## RECORDED DATA:
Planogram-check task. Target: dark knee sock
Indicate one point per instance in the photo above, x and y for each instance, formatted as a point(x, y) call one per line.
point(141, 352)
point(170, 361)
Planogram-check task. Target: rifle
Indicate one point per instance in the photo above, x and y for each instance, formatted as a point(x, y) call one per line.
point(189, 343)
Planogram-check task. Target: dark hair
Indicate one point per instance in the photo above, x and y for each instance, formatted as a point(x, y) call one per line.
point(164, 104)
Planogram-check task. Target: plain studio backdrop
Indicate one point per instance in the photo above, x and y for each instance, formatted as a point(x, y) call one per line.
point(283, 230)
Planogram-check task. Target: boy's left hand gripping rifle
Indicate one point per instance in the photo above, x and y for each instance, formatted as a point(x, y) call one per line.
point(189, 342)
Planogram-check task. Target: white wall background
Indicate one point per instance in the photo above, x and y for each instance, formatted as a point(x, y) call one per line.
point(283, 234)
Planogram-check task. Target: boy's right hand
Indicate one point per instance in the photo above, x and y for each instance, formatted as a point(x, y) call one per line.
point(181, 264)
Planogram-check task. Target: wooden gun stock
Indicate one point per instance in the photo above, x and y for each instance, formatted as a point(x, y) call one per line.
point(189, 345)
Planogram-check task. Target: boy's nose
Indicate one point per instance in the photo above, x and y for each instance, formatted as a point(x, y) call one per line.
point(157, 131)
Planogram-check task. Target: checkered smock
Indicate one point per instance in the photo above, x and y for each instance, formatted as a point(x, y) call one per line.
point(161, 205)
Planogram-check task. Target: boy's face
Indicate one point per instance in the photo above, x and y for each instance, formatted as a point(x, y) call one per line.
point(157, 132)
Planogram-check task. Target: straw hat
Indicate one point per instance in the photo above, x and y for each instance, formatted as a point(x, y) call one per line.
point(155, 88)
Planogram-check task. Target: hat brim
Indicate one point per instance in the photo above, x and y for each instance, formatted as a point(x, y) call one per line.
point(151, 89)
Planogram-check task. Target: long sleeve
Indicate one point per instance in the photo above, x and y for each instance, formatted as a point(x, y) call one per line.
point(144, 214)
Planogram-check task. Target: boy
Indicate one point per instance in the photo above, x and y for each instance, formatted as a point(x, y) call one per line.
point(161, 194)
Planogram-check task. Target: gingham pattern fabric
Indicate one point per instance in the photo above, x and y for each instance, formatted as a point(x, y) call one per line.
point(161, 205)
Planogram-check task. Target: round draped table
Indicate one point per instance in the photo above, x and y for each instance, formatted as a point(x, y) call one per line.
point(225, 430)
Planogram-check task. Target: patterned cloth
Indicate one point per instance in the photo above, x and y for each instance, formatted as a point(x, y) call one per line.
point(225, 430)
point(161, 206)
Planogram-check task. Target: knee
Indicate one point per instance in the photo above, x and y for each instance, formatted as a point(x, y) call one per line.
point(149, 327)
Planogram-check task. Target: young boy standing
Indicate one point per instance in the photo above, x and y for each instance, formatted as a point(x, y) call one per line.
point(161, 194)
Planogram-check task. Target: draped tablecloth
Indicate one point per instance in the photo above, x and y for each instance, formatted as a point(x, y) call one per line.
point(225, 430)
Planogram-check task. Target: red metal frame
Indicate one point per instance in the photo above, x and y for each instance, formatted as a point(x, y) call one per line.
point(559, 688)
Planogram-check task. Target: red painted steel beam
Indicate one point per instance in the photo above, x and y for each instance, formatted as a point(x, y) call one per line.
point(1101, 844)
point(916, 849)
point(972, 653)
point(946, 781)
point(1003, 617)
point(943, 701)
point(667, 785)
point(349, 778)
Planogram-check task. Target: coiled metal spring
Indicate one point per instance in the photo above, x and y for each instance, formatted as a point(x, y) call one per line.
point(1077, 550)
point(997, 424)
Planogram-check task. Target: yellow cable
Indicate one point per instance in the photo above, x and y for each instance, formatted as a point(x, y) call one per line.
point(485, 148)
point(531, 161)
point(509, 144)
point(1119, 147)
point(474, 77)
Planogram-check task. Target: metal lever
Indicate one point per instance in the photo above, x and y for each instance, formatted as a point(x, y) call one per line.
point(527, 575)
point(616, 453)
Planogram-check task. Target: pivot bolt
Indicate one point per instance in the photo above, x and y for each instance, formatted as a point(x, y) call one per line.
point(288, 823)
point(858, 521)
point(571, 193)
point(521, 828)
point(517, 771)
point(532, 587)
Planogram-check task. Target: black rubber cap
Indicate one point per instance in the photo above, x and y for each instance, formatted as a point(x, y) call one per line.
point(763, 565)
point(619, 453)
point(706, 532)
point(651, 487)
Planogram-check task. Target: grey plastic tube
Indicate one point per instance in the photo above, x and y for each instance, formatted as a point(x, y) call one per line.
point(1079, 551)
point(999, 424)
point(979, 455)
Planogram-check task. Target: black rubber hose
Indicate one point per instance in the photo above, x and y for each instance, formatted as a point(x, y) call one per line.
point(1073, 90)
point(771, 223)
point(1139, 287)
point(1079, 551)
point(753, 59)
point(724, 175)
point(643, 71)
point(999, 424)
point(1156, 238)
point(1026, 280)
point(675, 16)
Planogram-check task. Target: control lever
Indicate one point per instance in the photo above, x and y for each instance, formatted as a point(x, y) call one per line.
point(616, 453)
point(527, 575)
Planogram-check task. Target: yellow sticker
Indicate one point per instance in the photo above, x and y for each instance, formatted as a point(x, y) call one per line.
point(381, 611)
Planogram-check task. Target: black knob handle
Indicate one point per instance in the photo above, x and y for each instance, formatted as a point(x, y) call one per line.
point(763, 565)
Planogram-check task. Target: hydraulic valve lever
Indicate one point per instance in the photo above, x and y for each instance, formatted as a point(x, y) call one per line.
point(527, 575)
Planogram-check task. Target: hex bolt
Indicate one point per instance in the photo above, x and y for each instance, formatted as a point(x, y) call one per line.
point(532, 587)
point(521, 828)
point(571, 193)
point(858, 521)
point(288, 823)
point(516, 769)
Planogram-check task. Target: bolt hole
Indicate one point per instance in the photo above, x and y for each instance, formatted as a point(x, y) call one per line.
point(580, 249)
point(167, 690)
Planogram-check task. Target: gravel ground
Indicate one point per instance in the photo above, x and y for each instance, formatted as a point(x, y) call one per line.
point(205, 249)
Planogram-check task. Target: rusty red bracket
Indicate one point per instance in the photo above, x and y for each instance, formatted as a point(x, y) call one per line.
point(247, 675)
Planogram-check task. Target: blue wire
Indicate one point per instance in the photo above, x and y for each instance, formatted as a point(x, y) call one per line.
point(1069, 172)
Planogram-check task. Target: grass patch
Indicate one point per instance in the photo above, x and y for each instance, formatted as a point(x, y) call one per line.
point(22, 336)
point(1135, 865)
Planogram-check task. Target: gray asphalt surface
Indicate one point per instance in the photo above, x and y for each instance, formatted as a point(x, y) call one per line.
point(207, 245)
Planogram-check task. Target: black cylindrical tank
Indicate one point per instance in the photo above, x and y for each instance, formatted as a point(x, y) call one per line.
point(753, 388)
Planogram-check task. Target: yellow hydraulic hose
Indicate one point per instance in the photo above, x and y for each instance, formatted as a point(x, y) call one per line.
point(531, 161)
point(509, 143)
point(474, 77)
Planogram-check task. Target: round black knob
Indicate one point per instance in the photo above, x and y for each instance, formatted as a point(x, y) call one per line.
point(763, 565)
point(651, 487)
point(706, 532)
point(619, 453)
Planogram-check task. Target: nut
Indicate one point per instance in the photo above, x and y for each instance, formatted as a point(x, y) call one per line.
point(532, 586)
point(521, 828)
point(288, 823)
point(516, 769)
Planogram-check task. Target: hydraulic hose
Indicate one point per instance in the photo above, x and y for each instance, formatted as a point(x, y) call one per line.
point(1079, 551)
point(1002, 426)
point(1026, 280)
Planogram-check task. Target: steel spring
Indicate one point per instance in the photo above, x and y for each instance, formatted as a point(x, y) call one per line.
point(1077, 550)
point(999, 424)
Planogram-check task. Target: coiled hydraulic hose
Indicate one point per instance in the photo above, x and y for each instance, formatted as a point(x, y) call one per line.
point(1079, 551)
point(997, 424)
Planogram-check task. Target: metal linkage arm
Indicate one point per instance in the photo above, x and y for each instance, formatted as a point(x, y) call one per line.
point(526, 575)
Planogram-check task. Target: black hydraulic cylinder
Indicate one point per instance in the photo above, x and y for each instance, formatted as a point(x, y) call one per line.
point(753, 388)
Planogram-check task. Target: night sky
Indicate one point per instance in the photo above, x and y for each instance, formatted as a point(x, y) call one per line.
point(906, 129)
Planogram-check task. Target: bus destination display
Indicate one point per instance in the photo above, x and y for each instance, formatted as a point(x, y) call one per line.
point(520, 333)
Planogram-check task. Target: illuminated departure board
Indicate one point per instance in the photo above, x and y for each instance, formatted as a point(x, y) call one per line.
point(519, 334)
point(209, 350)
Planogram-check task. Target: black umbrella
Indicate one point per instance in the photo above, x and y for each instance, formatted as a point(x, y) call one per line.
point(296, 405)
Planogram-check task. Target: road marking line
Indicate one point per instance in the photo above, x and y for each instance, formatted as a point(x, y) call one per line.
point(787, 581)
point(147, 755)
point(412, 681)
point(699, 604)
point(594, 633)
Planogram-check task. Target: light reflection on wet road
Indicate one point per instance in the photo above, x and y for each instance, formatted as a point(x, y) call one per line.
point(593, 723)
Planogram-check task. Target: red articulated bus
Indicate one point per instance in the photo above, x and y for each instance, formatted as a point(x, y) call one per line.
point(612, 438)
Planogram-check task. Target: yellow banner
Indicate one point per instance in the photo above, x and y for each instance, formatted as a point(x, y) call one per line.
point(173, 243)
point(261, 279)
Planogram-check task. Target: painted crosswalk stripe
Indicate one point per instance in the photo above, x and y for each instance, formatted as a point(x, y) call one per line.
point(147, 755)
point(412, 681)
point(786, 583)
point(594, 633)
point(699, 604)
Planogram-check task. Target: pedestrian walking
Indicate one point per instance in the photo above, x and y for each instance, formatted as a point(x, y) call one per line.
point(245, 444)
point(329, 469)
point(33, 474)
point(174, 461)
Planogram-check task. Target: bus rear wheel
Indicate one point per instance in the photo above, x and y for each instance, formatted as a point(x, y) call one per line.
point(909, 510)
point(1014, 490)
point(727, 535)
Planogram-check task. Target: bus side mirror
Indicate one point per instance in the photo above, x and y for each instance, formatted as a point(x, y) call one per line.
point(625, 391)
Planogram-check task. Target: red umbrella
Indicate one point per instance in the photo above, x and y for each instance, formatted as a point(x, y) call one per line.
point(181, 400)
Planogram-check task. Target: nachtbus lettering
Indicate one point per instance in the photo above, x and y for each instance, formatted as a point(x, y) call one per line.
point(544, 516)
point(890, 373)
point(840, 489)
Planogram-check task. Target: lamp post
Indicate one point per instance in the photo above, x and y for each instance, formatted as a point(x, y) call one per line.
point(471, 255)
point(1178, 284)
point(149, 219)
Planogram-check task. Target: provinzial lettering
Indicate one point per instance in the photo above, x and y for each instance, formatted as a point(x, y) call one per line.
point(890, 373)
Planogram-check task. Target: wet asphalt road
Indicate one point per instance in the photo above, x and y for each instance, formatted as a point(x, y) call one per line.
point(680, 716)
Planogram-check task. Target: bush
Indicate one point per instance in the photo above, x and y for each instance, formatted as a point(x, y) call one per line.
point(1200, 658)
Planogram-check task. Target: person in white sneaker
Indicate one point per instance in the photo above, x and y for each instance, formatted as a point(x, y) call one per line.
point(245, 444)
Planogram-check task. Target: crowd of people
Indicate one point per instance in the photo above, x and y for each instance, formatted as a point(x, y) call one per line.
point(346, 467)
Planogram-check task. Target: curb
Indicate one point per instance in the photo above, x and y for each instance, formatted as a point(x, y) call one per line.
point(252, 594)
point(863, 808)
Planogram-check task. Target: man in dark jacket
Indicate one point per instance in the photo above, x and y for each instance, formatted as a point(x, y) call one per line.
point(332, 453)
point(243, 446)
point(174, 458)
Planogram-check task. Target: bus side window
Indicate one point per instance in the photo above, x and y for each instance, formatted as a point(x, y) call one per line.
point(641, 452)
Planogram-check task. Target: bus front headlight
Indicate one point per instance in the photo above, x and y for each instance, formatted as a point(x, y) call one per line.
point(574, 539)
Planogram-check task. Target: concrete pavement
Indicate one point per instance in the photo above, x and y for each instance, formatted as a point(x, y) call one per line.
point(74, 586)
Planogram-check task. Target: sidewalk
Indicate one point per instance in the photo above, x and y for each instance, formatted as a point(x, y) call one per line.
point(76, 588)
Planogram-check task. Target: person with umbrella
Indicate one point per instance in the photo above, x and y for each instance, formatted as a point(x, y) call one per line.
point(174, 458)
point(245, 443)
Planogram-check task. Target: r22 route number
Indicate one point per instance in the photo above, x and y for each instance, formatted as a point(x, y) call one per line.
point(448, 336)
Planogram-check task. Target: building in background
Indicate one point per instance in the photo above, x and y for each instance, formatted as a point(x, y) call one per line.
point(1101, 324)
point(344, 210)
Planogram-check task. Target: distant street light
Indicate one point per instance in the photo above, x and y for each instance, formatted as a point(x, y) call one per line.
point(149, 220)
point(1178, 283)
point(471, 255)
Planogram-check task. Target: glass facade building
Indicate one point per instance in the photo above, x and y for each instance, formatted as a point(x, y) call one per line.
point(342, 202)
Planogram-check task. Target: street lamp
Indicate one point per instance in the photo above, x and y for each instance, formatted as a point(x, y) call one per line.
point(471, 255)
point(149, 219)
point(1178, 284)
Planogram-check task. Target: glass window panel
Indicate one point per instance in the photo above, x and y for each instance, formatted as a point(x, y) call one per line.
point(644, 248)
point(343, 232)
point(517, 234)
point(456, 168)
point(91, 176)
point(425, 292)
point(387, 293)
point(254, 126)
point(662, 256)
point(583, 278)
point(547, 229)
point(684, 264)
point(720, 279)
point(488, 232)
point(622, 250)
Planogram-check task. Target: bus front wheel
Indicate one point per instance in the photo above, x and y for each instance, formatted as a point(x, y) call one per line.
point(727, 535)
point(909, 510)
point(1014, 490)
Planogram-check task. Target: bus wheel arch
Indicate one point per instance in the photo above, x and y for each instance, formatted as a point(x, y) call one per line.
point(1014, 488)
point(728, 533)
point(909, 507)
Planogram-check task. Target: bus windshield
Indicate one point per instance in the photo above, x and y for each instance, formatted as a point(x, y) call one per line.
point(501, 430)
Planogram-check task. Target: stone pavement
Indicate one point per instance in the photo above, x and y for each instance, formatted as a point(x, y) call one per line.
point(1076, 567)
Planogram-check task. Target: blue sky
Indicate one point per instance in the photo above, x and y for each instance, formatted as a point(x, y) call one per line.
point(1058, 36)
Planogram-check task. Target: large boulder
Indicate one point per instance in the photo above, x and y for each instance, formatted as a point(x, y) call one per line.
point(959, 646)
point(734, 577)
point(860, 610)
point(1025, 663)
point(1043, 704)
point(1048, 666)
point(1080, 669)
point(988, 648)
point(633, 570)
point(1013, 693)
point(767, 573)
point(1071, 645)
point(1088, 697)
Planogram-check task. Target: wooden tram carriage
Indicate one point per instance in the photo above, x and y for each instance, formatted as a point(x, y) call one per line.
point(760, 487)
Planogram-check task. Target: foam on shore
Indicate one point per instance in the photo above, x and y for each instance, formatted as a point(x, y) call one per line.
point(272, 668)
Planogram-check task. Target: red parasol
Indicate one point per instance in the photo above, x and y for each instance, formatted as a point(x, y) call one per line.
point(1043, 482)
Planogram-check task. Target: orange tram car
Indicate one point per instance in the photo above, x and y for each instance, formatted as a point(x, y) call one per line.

## WORK INSTRUCTIONS:
In the listing above, find the line holding "Planogram-check task. Target: distant" and the line holding "Planogram-check task. Target: bus windshield", then output those two lines and every line between them exactly.

## WRITTEN RESPONSE:
Planogram-check task. Target: distant street light
Indicate one point per instance in the photo above, x and y for each instance, formatted as a point(x, y) call one per line.
point(149, 220)
point(1178, 283)
point(471, 255)
Planogram-check task. Target: glass facade building
Indicate one point per instance in the photo above, x and y for each instance, formatted as a point(x, y) call one per line.
point(342, 202)
Planogram-check task. Target: street lamp
Indicate one point per instance in the photo above, x and y for each instance, formatted as a point(x, y) call one per line.
point(471, 255)
point(149, 219)
point(1178, 284)
Planogram-check task. Target: glass window panel
Indicate one point per instance in the photo above, x and y for each instance, formatted as a point(x, y) call one per line.
point(644, 248)
point(343, 232)
point(517, 234)
point(456, 168)
point(91, 176)
point(425, 292)
point(387, 293)
point(254, 126)
point(662, 256)
point(583, 278)
point(547, 229)
point(684, 264)
point(720, 279)
point(488, 232)
point(622, 250)
Planogram-check task. Target: bus front wheel
Indicate one point per instance in the photo above, x and y for each instance, formatted as a point(x, y) call one per line.
point(727, 535)
point(909, 510)
point(1014, 490)
Planogram-check task. Target: bus wheel arch
Indicate one point per instance in the photo above, x and y for each instance, formatted as a point(x, y) call one per line.
point(1014, 488)
point(728, 533)
point(909, 507)
Planogram-check task. Target: bus windshield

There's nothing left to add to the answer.